> **Exercise details**
Write out exactly the lines from the one containing "Where in the photo below can the little" through the last line of the records below, and no others.

> **Data records**

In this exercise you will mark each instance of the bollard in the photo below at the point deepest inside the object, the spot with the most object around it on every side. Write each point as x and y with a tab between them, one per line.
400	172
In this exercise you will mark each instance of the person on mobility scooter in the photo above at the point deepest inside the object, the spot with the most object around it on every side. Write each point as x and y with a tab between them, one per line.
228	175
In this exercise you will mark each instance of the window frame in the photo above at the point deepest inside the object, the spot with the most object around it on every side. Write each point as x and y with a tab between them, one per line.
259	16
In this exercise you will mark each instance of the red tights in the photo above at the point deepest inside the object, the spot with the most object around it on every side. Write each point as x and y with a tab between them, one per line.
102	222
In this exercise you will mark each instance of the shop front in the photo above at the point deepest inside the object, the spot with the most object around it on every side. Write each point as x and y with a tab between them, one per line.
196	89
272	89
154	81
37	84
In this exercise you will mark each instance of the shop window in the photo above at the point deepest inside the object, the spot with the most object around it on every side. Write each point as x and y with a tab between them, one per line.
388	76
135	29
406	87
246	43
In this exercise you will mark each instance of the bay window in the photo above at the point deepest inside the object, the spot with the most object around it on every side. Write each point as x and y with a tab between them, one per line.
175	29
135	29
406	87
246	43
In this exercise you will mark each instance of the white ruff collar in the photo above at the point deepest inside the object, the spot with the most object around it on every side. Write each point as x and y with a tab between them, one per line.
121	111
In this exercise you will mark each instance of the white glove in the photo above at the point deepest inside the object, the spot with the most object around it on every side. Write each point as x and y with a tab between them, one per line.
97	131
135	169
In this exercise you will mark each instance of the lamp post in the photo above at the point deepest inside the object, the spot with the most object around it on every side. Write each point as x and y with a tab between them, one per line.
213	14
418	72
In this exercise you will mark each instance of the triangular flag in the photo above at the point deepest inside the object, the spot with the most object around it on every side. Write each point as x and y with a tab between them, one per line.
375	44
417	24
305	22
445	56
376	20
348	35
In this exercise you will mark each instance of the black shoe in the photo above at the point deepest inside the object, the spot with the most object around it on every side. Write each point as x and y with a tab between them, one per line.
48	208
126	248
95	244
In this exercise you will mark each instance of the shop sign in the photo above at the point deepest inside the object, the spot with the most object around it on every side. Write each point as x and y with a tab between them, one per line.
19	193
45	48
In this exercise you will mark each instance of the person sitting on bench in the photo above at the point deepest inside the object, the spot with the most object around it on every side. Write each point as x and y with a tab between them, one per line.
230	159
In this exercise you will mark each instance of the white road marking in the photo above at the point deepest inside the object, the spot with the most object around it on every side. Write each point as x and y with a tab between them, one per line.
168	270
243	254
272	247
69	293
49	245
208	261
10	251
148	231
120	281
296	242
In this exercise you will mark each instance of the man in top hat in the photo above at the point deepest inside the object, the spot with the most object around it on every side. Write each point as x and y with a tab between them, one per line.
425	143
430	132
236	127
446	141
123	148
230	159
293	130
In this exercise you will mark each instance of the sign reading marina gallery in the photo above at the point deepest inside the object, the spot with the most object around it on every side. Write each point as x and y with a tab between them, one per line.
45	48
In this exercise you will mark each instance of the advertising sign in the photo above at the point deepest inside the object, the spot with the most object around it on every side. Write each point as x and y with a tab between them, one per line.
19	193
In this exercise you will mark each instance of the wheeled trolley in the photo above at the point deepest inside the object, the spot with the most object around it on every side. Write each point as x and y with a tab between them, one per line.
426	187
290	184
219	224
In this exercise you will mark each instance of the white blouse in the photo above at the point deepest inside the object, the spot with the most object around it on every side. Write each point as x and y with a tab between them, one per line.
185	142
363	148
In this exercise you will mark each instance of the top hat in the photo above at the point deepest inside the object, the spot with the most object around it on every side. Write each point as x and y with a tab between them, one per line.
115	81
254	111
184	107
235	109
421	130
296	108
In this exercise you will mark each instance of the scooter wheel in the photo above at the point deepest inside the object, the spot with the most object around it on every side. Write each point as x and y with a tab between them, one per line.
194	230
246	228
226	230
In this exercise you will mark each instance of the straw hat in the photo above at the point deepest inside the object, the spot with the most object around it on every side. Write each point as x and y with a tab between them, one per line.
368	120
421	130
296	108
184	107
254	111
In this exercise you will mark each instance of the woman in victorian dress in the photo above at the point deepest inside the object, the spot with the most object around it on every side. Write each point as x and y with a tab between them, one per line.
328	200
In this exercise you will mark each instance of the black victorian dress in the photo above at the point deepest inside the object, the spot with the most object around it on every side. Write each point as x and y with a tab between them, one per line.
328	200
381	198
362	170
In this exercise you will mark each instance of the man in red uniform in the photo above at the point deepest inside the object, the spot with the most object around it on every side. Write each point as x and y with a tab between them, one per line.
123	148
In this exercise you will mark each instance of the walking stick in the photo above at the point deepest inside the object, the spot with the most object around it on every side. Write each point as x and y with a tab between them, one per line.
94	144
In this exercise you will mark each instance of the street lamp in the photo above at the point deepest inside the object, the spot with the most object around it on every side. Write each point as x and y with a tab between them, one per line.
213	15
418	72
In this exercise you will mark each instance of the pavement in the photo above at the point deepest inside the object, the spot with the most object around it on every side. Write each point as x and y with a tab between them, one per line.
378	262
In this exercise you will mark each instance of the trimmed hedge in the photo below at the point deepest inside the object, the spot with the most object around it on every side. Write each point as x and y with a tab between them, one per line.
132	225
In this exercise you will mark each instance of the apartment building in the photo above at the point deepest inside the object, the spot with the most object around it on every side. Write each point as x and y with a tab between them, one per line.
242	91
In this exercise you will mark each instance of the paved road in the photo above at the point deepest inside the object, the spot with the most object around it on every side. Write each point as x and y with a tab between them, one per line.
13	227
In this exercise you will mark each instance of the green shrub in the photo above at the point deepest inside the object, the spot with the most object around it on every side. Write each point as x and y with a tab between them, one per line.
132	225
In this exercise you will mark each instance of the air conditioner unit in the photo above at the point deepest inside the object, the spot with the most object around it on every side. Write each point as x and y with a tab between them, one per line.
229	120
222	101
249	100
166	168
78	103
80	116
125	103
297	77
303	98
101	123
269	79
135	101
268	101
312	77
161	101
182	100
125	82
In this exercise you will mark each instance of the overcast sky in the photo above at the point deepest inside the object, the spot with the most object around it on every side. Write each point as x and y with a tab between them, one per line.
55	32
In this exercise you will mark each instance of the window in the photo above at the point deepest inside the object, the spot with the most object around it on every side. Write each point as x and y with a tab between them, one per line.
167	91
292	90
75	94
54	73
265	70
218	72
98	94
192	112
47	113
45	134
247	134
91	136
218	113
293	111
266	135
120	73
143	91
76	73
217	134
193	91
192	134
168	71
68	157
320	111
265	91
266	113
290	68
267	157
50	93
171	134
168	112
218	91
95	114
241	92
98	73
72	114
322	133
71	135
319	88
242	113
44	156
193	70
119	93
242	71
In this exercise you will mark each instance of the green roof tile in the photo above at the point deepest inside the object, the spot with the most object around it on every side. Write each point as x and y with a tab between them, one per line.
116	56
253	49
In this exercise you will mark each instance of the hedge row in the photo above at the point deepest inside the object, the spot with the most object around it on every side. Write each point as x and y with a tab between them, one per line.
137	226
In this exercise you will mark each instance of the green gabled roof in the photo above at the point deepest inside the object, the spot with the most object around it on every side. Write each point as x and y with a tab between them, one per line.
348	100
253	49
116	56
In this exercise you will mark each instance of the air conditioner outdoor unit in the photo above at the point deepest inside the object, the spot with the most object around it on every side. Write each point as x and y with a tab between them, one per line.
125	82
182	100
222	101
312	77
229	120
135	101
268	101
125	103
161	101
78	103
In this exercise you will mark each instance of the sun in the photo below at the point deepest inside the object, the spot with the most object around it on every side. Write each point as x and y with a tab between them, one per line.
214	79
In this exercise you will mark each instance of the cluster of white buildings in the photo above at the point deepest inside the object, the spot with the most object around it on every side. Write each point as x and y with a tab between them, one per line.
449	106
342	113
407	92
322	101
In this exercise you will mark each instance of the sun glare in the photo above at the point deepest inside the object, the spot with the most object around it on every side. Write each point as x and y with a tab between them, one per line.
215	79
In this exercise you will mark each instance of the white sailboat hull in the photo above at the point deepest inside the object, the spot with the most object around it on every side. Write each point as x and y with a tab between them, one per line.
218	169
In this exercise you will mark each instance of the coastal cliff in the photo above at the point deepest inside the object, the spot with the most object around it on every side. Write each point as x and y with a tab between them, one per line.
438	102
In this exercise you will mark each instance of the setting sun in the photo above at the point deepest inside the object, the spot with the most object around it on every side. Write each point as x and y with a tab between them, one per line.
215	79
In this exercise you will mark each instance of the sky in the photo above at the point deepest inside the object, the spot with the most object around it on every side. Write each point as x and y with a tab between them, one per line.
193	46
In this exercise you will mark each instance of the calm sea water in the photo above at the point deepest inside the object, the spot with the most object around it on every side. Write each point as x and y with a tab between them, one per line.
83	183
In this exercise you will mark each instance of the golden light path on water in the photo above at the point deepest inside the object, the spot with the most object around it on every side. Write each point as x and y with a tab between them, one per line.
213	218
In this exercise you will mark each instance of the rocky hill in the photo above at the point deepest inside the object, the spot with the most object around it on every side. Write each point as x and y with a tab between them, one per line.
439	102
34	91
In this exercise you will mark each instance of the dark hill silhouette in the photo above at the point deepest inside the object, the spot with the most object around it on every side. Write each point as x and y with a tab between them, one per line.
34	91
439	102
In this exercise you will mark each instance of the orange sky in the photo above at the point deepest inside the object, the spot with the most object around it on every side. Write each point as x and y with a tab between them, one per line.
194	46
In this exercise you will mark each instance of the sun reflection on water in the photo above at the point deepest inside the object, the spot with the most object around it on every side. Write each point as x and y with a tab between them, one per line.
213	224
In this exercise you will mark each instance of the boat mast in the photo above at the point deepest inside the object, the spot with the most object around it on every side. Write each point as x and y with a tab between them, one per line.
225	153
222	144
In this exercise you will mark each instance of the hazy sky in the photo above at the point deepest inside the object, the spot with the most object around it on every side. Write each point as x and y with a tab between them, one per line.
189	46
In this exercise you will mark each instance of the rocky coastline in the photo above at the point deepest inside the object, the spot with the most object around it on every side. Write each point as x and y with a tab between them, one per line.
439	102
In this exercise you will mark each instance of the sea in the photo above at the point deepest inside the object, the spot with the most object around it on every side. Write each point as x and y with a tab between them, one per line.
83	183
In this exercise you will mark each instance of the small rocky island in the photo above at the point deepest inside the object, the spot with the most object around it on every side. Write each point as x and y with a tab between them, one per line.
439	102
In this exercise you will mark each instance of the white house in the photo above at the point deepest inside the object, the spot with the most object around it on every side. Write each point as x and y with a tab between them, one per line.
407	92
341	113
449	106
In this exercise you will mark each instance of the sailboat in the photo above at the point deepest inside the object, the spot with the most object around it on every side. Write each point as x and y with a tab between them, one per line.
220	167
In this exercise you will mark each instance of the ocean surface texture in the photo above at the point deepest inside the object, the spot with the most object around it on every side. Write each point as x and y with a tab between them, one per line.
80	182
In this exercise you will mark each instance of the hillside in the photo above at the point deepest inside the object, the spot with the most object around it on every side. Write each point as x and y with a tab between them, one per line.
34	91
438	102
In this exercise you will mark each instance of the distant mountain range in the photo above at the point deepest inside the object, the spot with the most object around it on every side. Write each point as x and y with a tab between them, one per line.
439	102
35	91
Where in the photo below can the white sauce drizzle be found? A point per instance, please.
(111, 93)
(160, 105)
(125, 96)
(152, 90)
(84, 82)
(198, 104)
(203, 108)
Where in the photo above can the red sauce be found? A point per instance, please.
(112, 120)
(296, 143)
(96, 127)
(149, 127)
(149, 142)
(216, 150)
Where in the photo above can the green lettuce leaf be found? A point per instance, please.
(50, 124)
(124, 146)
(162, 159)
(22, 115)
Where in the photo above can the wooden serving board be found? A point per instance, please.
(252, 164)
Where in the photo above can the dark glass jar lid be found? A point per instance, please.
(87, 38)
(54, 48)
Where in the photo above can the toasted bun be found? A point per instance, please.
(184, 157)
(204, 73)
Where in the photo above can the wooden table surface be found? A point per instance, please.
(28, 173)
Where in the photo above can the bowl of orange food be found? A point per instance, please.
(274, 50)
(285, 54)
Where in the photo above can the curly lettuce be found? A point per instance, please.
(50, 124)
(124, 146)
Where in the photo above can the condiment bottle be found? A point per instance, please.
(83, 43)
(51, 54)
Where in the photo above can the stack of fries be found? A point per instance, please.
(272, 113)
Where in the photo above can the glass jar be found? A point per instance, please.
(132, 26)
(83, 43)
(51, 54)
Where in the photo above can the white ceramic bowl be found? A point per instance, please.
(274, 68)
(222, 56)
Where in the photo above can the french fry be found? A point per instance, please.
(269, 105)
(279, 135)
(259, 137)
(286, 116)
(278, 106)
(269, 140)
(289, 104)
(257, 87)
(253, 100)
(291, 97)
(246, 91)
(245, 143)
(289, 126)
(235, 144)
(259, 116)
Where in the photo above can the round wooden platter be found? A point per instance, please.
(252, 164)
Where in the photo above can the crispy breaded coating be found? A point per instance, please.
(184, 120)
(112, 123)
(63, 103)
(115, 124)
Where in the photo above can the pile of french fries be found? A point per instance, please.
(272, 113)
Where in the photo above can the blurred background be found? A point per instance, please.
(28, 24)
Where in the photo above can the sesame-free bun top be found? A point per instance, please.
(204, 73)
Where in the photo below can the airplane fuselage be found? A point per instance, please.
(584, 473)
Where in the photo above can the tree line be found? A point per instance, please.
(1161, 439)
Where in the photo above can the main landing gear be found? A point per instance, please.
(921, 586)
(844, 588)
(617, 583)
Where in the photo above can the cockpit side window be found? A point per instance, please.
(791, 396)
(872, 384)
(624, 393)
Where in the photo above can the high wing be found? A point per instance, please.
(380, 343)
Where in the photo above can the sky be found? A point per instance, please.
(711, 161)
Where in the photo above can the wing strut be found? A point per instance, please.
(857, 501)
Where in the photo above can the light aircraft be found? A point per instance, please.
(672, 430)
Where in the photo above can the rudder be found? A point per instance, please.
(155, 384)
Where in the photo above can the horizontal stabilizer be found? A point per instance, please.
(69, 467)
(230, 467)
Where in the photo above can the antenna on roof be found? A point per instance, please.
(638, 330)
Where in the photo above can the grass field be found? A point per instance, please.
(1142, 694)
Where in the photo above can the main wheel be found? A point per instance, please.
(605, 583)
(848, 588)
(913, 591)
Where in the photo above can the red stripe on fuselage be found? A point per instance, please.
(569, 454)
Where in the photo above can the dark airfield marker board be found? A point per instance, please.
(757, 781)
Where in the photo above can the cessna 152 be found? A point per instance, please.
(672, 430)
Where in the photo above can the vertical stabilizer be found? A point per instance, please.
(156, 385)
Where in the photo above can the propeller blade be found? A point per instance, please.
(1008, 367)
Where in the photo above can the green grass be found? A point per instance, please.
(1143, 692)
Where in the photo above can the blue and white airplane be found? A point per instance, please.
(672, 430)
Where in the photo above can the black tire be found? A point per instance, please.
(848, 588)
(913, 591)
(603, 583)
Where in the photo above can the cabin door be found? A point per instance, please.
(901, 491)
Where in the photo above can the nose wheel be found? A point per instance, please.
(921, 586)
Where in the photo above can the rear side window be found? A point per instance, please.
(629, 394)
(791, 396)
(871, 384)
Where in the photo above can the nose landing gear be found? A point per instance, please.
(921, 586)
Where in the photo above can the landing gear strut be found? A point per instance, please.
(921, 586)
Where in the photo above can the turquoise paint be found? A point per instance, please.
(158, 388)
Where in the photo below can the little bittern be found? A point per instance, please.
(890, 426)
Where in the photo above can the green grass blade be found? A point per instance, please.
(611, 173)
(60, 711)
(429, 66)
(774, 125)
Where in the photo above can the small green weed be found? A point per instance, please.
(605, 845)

> **Result**
Where in the photo below can the little bittern be found? A point per instance, please.
(890, 426)
Where in the photo above can the green grass blade be found? A point per instance, please.
(611, 173)
(60, 711)
(429, 66)
(774, 125)
Where in the photo above can the small green weed be found? A point per instance, please.
(605, 845)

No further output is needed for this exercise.